Problem statement: Rewrite the listing from its first line through the line containing "(229, 1054)", keeping every line but rescaling the recorded coordinates. Multiply each coordinate by 1.2 and round it to a whole number, rounding halves up.

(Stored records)
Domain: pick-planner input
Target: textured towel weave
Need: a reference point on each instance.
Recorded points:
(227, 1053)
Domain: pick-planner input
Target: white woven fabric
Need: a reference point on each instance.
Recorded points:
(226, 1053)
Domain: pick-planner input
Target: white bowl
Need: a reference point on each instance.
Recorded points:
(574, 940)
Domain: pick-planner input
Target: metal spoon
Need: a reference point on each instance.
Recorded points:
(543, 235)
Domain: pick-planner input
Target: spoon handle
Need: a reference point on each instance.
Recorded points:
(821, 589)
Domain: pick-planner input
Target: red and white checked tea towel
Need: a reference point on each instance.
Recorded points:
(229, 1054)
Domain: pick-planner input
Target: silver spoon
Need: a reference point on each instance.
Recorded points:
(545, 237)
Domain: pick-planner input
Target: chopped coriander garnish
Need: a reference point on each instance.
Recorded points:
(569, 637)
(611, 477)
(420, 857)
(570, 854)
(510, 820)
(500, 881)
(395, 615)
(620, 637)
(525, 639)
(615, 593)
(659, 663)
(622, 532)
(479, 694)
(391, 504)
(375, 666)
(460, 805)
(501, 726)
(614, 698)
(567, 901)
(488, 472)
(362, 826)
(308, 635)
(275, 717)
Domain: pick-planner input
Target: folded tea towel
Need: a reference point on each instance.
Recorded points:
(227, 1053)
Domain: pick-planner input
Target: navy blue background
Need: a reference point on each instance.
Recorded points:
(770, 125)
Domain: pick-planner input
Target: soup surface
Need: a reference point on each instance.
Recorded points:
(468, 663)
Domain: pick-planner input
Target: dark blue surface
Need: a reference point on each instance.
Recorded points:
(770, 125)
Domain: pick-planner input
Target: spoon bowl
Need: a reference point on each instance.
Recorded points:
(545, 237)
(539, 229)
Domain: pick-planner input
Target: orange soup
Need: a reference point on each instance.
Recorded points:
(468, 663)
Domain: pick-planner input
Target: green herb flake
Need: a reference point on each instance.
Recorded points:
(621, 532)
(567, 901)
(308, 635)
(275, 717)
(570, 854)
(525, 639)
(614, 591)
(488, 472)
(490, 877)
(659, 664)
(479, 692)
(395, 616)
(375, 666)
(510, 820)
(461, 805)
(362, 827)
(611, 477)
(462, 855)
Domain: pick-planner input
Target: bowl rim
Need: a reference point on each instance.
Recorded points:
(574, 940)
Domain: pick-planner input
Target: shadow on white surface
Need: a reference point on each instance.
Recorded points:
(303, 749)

Result of the exercise:
Domain: pick-planner input
Target: textured towel weave
Need: a reference point on each instance.
Recorded points:
(272, 1264)
Domain: pick-planner input
Target: white woven fabric
Need: a reference point on each instance.
Recorded points:
(271, 1264)
Domain: pick-planner input
Target: white bowl
Need: a reference point on each instance.
Recorded points:
(689, 1128)
Domain: pick-planner input
Target: metal spoon
Need: a reference point on each instance.
Recorded points:
(652, 282)
Domain: pick-planner input
Target: spoon handle
Need: a reference point on each instance.
Recorded points:
(985, 707)
Domain: pick-planner input
Target: red and white checked tea towel
Need: a reference point on each instance.
Recorded points:
(275, 1265)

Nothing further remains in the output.